▶ [SASARAN TUGAS]
a. Tentukan apakah setiap pernyataan berikut sesuai dengan teks tentang kunjungan Komisi III ke Lapas Kelas I Semarang. Jawab ya atau tidak, lalu kutip kata-kata dalam teks yang menjadi penentunya. (i) Lapas Kelas I Semarang berkapasitas 530 orang, tetapi dihuni 978 narapidana. (ii) Di blok khusus narkoba, narapidana pengedar dan pemakai ditempatkan secara terpisah. (iii) Provinsi Jawa Tengah memiliki 36 kabupaten/kota.
b. Kumpulkan setiap baris catatan yang memuat kata "hose".

====== TEKS BACAAN

Komisi III Tinjau Lapas Kelas I Semarang
Komisi III DPR RI, komisi dewan yang membidangi hukum dan peradilan, pada reses persidangan kali ini mengunjungi provinsi Jawa Tengah. Setelah melakukan pertemuan dengan gubernur Bibit Waluyo dan jajaran SKPD provinsi Jawa Tengah, Kejaksaan Tinggi, dan Kepala Kejaksaan Negeri se-Jawa Tengah, Tim bergerak menuju Lembaga Pemasyarakatan (Lapas) Kelas I Semarang yang terletak di Jl. Raya Semarang – Boja Km. 4.
Usai penijauan Ketua Tim Komisi III, Tjatur Sapto Edi (F-PAN) mengatakan, provinsi Jawa Tengah merupakan provinsi yang berpenduduk besar dengan 36 kabupaten/kota, tentunya mempunyai persoalan hukum yang juga besar.
Tjatur mengungkapkan, berdasarkan keterangan Kalapas, Lapas Kelas I ini sudah melebihi kapasitasnya. “Lapas ini sudah over capacity hampir 100%, kapasitasnya hanya 530 tetapi dihuni oleh 978 orang narapidana,” kata Tjatur.
Wakil Ketua Komisi III ini menyatakan, temuan ini menjadi perhatian Komisi III untuk segera dicari jalan keluarnya. Selain itu di blok khusus narkoba, narapidana dengan vonis pengedar dan pemakai disatukan. “Ini kan berbahaya, bisa-bisa mereka malah bekerjasama,” kata Tjatur. “Kita harus hindari itu,” tegasnya.

============
====== CATATAN DATA

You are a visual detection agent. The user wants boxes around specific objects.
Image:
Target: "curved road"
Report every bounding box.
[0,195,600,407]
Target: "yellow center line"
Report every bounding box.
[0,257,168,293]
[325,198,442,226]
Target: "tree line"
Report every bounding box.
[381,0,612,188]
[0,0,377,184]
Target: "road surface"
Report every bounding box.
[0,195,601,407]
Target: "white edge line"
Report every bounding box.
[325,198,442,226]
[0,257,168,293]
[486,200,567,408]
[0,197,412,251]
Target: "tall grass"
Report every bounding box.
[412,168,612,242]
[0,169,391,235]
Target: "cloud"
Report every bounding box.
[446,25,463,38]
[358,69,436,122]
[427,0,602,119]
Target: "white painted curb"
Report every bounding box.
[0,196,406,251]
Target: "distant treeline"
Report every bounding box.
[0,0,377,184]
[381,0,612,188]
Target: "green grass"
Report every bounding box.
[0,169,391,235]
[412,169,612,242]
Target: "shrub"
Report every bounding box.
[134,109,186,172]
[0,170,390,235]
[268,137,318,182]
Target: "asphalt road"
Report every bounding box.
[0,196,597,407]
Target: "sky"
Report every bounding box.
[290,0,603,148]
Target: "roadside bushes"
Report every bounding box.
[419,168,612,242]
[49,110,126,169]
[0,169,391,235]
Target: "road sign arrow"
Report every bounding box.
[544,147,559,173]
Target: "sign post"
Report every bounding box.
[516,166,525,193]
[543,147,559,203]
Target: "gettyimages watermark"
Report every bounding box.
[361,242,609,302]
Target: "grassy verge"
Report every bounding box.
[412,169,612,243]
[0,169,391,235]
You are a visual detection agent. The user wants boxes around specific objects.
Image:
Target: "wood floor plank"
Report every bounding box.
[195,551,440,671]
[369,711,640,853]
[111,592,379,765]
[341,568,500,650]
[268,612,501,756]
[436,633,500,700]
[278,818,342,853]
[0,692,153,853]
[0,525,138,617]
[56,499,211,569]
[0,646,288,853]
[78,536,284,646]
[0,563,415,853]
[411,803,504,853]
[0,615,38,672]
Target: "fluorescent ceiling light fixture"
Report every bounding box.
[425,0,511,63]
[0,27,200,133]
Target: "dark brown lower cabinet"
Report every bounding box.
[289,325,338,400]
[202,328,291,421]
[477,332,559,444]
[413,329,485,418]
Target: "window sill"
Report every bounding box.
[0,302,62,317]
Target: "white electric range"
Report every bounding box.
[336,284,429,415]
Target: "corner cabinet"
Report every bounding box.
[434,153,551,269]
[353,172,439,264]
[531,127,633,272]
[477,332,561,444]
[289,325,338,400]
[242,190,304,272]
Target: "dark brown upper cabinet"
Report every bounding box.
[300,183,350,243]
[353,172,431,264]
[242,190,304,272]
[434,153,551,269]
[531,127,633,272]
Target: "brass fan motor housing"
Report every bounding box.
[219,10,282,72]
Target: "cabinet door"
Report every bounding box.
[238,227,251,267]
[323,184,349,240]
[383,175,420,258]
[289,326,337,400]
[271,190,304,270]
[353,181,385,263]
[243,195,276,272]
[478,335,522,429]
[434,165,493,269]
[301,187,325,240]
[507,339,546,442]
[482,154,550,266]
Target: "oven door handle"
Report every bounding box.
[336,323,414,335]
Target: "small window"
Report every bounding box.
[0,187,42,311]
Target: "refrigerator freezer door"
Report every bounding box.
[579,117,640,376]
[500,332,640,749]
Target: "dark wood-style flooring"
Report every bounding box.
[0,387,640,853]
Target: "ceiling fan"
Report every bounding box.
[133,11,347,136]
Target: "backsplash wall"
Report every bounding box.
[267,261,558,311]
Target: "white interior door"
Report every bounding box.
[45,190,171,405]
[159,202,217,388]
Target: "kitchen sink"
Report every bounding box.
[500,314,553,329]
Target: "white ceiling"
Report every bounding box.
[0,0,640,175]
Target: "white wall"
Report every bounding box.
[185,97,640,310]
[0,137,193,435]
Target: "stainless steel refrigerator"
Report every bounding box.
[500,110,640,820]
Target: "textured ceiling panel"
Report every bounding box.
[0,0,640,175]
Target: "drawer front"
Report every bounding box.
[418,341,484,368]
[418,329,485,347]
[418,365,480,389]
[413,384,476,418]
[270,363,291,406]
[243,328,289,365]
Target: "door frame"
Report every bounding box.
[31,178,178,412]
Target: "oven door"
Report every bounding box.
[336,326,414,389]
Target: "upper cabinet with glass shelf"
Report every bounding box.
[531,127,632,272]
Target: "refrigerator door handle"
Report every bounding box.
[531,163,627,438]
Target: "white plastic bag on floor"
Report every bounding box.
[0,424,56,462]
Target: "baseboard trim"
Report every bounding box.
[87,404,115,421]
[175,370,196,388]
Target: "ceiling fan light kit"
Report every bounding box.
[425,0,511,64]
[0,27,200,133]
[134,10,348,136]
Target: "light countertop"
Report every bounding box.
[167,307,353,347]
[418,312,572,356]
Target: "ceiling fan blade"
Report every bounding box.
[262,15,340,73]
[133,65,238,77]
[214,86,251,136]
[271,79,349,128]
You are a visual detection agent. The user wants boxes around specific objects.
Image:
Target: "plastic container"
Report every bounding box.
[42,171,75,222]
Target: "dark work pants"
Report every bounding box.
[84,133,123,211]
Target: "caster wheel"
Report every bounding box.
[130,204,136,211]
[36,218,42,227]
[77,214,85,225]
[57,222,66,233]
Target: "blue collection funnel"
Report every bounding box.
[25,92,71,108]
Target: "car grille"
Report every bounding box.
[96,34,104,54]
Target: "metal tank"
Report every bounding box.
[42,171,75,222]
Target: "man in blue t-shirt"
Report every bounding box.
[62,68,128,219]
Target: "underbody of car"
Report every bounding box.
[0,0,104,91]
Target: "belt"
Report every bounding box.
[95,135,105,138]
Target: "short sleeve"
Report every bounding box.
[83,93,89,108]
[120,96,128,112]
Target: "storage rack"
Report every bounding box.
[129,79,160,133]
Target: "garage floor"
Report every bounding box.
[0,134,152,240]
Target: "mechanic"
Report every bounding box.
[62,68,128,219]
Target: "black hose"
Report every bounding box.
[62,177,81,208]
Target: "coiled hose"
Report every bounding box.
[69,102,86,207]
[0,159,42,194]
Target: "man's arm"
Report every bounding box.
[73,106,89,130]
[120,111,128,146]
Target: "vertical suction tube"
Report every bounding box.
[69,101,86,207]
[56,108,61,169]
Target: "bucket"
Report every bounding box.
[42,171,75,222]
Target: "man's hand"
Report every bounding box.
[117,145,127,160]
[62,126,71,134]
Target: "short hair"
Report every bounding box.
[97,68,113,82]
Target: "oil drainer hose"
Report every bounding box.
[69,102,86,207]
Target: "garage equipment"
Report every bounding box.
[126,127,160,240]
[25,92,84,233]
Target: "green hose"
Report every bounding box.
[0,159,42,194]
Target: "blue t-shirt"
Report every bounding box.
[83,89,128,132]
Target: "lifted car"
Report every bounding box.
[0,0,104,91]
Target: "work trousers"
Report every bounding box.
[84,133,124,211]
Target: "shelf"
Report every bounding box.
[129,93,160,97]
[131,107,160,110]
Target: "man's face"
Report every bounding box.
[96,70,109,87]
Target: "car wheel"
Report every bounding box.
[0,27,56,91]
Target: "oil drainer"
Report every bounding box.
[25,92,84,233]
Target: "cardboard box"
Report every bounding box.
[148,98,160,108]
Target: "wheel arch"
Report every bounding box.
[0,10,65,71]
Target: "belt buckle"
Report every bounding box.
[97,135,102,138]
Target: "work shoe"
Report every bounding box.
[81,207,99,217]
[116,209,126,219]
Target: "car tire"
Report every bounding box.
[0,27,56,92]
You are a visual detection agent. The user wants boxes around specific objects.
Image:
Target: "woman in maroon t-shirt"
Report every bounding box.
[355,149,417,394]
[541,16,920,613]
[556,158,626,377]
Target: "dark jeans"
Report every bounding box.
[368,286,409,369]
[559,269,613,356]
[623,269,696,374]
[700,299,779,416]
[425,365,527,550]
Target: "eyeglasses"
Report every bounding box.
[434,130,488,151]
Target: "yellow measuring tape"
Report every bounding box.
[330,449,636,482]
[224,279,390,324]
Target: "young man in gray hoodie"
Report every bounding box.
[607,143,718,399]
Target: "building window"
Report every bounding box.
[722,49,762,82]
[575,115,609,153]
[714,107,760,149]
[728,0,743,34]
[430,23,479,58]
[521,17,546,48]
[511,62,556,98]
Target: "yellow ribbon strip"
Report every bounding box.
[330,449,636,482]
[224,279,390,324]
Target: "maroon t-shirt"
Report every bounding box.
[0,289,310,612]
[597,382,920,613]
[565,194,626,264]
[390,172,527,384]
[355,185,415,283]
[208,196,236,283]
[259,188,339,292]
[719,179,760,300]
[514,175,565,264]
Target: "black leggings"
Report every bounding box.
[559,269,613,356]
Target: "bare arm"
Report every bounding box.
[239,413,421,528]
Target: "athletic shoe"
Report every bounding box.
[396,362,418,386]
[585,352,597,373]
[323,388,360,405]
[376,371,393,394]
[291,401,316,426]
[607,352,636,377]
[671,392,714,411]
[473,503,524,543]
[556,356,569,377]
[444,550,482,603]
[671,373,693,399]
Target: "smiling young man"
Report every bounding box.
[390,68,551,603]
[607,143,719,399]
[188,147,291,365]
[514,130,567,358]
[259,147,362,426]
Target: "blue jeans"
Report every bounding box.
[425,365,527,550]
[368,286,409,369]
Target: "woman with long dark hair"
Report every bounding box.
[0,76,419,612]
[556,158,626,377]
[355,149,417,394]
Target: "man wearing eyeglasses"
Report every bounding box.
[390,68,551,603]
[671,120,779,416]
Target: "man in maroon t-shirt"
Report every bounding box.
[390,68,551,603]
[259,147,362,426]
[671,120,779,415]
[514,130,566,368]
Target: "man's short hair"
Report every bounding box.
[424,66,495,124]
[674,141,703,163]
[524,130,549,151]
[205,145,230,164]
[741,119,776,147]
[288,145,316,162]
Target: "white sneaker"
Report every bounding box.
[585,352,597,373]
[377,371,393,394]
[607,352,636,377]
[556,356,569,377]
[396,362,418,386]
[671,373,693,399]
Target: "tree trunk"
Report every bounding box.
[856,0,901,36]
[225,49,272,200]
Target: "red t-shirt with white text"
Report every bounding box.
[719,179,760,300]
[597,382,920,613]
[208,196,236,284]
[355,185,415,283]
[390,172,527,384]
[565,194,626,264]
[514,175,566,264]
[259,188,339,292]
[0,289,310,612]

============

▶ [DAFTAR JAWABAN]
a.
(i) Ya: "kapasitasnya hanya 530 tetapi dihuni oleh 978 orang narapidana"
(ii) Tidak: "narapidana dengan vonis pengedar dan pemakai disatukan"
(iii) Ya: "provinsi yang berpenduduk besar dengan 36 kabupaten/kota"

b.
Target: "black hose"
Target: "coiled hose"
Target: "oil drainer hose"
Target: "green hose"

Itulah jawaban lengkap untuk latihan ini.